_Text passage:_
0 posted 2004-09-16 03:44 PM



don’t hypnotize her this time.

she’s already trying to make friends
with the fireflies and the stars aren’t
exactly helping.

praying to god to find her way home
and not by just the light in his eyes.

her flower skirts and long term plane
rides give her some kind of hope no
one ever bothered to share.

the stains fell all over her hands and
no one was ever there to shout out,
‘clean up in aisle three.’

and she frowns at the thought of eating
in another dim lighted restaurant full of
people who know their way.

she’s just sorry this time. but apologies
were never her cup of tea.  

[[her inspiration was her rainfalls full
of the imagination and beautiful love
everyone was too scared to express.

her inspiration was his hands and how
they knew exactly when to hold her;
never a beat behind. ]]

her tears were the real ones. not the ones
bottled up and saved away for dusty boxes
and storage reasons.

hand her another box of tissues because she
was never fake enough to pretend in smiling.

she lets the whole entire world know that
she’s lovesick. and guess what?

she’s proud.  but never again would she step
outside and rely on the stars to make up her
dreams.

we all need mirrors to remind ourselves who we really are.

© Copyright 2004 Kelly Landis - All Rights Reserved
PoeTik JusTice
Member
since 2003-01-05
Posts 186
California, USA
1 posted 2004-09-16 06:12 PM


I don't know why no one has commented on this poem yet! I really enjoyed it, very well written, it made me think a lot, and thats good! The only thing I have to say, is the beginning was a little awkward, but thats it!  
Dare2Dream!

_Entries shown:_

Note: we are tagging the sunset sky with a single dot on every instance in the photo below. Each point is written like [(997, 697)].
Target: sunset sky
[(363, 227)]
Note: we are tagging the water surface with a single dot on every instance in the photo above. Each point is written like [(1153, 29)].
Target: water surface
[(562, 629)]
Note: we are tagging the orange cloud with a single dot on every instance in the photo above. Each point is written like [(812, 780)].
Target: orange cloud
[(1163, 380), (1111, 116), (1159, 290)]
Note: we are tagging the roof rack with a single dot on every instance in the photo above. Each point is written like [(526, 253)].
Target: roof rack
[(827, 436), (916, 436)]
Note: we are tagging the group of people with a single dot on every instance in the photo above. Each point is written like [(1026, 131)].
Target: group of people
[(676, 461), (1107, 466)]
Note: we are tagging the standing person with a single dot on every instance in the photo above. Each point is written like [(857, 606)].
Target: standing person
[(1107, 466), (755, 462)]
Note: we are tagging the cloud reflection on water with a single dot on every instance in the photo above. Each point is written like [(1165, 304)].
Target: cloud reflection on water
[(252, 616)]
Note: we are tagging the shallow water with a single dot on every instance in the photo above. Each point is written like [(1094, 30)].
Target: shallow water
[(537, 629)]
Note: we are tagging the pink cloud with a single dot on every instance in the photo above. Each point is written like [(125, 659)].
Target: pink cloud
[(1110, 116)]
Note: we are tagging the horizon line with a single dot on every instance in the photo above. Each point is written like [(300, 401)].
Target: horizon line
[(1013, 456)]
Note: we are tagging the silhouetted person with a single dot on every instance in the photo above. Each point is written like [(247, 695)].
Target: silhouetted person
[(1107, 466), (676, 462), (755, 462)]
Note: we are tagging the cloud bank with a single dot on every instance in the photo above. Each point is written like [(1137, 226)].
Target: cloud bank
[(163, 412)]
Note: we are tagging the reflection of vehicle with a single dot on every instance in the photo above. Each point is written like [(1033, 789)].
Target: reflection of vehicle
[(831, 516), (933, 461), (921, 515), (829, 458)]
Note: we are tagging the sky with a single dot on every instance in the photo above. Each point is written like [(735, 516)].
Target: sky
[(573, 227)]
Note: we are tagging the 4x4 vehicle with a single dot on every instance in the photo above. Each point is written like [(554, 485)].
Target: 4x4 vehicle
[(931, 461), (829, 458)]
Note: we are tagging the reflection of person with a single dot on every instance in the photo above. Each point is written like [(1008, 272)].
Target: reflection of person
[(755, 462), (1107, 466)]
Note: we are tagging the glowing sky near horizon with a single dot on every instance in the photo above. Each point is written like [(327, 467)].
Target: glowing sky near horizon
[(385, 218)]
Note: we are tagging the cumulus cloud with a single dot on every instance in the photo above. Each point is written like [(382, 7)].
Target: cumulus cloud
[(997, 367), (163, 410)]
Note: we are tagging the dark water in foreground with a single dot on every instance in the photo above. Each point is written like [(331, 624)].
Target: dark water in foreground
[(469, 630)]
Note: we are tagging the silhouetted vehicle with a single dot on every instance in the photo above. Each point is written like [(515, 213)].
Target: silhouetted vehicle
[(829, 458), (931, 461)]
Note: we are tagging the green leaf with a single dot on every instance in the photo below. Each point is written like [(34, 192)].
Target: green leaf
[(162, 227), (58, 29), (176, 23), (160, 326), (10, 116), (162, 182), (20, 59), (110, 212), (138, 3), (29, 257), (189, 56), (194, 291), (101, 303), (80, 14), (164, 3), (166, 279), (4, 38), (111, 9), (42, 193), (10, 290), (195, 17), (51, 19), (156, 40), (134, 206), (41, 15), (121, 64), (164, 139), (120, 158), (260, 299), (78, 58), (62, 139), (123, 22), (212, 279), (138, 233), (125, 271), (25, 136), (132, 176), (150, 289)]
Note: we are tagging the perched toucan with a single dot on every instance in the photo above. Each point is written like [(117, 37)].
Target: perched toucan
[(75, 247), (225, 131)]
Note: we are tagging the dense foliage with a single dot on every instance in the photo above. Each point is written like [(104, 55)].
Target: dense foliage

_Exercises to complete:_
1. Decide whether each statement agrees with the poem post. Answer yes or no for each, and quote the deciding words from the text.
(a) Apologies were never her cup of tea.
(b) The reply calls the ending of the poem a little awkward.
(c) Her tears were bottled up and saved away for dusty boxes.
2. List every opinion of the poem that the reply in the poem post gives.
3. Carry the poem post on from its final line.

_Outputs in order:_
1.
(a) Yes: "apologies were never her cup of tea."
(b) No: "the beginning was a little awkward"
(c) No: "her tears were the real ones. not the ones bottled up and saved away for dusty boxes and storage reasons."

2.
- really enjoyed it
- very well written
- it made me think a lot
- the beginning was a little awkward

3.
XoXo Love Alwayz XoXo
     *~Serena~*
"The greatest thing you'll ever learn, is just to love, and be loved in return." --Moulin Rouge

aussie teen
Member
since 2003-09-27
Posts 396
Australia
2 posted 2004-09-17 08:26 AM


this is beautiful..... i agree that the beginning is a bit akward but that just makes the poem....

her tears were the real ones. not the ones
bottled up and saved away for dusty boxes
and storage reasons.

hand her another box of tissues because she
was never fake enough to pretend in smiling.


these are my favourite lines... they mean soo much to me...
again beautifully written
keep em comin
Ruth

live life as if your going to die tomorow....... but love as if your going to live forever......

young_blood
Senior Member
since 2003-09-19
Posts 1115
Indianapolis, IN
3 posted 2004-09-17 09:50 AM


i agree. this is pretty good. there were a lot of great lines in here. you made what is cliche, somehow new and refreshing. there are a lot of slow spot or too blatant spots, if you clean those up, it'll be great.
*Alli4000*
Deputy Moderator 10 Tours
Member Elite
since 2004-03-21
Posts 3188
The World of Poetry
4 posted 2004-09-17 08:58 PM


Well I'm going to have to with everyone else.  At the beginning I had my doubts that I would like this poem, but when I got to the middle, I was like "woah!"

The middle to the end of the poem was amazing.  The beginning was like other people said, awkward.

Overall though, I really enjoyed this poem and it's going into my library!

~Alli~

*:.AIM = Alli4000.:*
Don’t cry because it’s over, smile because it happened...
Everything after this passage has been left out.